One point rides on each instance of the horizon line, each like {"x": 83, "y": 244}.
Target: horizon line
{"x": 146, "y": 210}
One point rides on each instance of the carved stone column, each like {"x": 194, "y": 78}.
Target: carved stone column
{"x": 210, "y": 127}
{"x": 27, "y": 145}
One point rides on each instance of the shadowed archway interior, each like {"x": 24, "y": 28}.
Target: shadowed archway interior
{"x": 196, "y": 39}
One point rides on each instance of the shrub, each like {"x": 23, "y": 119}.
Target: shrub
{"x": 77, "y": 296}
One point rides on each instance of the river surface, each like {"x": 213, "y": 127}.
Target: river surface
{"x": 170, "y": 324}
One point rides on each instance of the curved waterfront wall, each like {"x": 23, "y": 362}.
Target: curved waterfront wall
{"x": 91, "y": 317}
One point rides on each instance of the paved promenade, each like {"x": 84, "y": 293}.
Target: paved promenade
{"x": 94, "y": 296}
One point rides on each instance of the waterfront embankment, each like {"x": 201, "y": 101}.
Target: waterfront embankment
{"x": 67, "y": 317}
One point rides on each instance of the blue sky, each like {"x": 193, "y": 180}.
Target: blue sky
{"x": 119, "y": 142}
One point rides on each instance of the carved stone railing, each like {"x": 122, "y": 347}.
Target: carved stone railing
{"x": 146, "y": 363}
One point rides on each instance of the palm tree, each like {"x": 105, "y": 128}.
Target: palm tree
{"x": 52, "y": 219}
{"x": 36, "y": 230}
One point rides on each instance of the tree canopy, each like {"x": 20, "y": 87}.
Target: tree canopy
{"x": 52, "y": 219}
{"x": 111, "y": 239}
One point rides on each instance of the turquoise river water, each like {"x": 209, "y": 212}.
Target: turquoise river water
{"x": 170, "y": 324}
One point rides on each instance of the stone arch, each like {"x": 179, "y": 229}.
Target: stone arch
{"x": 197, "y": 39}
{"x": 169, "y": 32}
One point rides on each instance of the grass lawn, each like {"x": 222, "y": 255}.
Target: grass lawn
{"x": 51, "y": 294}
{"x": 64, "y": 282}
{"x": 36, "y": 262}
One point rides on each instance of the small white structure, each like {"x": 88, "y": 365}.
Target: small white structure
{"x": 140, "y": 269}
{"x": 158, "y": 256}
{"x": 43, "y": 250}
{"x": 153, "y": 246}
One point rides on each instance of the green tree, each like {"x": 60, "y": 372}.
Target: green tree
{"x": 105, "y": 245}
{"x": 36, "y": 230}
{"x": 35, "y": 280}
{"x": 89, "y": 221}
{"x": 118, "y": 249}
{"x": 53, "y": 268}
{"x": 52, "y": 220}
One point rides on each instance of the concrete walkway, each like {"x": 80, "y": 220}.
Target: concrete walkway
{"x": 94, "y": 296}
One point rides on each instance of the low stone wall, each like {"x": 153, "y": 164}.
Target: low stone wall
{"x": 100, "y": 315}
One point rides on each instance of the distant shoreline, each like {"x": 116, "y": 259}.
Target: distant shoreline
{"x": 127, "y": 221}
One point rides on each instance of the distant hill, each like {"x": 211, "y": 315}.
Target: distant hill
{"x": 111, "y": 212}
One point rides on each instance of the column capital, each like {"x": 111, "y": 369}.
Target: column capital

#### Required task:
Reproduce all of the entries above, replacing every occurrence of "carved stone" with "sculpted stone" and leaving everything else as it is.

#### Answer to the problem:
One point rides on each instance of the horizon line, each like {"x": 83, "y": 244}.
Target: horizon line
{"x": 146, "y": 210}
One point rides on each instance of the sculpted stone column, each like {"x": 194, "y": 78}.
Target: sculpted stone column
{"x": 210, "y": 127}
{"x": 27, "y": 145}
One point rides on each instance of the shadowed archway interior, each like {"x": 24, "y": 28}.
Target: shadowed archway interior
{"x": 196, "y": 39}
One point rides on each instance of the shrub, each like {"x": 23, "y": 119}.
Target: shrub
{"x": 77, "y": 296}
One point rides on each instance of the river surface, each like {"x": 213, "y": 127}.
Target: river surface
{"x": 170, "y": 324}
One point rides on each instance of the curved waterfront wall, each like {"x": 23, "y": 362}.
Target: curved waterfront wall
{"x": 91, "y": 317}
One point rides on each instance of the paved promenade, each like {"x": 84, "y": 293}.
Target: paved promenade
{"x": 94, "y": 296}
One point rides on each instance of the waterfront embankment, each like {"x": 201, "y": 101}.
Target: waterfront embankment
{"x": 67, "y": 317}
One point rides on each instance of the blue sky, each like {"x": 193, "y": 180}.
Target: blue sky
{"x": 119, "y": 142}
One point rides on each instance of the sculpted stone railing, each like {"x": 122, "y": 347}.
Target: sculpted stone railing
{"x": 146, "y": 363}
One point rides on each instance of the palm tree, each like {"x": 105, "y": 128}.
Target: palm tree
{"x": 52, "y": 219}
{"x": 36, "y": 230}
One point rides on each instance of the tree canopy, each like {"x": 20, "y": 87}.
Target: tree canopy
{"x": 52, "y": 219}
{"x": 111, "y": 239}
One point rides on each instance of the turquoise river water, each like {"x": 209, "y": 212}.
Target: turquoise river water
{"x": 170, "y": 324}
One point rides on each instance of the stone arch, each like {"x": 179, "y": 229}.
Target: stone arch
{"x": 197, "y": 39}
{"x": 169, "y": 32}
One point rides on each instance of the grass lawn, each like {"x": 222, "y": 255}.
Target: grass lawn
{"x": 51, "y": 294}
{"x": 64, "y": 282}
{"x": 36, "y": 262}
One point rides on each instance of the small white structure, each like {"x": 88, "y": 365}.
Target: small white structure
{"x": 140, "y": 269}
{"x": 158, "y": 256}
{"x": 43, "y": 250}
{"x": 153, "y": 246}
One point rides on each instance of the green tree, each like {"x": 60, "y": 372}.
Target: green tree
{"x": 105, "y": 245}
{"x": 36, "y": 230}
{"x": 35, "y": 280}
{"x": 89, "y": 221}
{"x": 118, "y": 249}
{"x": 53, "y": 268}
{"x": 52, "y": 220}
One point rides on each instance of the concrete walkway, each like {"x": 80, "y": 220}.
Target: concrete walkway
{"x": 94, "y": 296}
One point rides on each instance of the low stone wall, each like {"x": 153, "y": 164}.
Target: low stone wall
{"x": 100, "y": 315}
One point rides on each instance of the distant shoreline, each like {"x": 116, "y": 259}.
Target: distant shoreline
{"x": 127, "y": 221}
One point rides on each instance of the distant hill, each like {"x": 211, "y": 315}.
Target: distant hill
{"x": 111, "y": 212}
One point rides on each instance of the column capital, each like {"x": 111, "y": 369}.
Target: column capital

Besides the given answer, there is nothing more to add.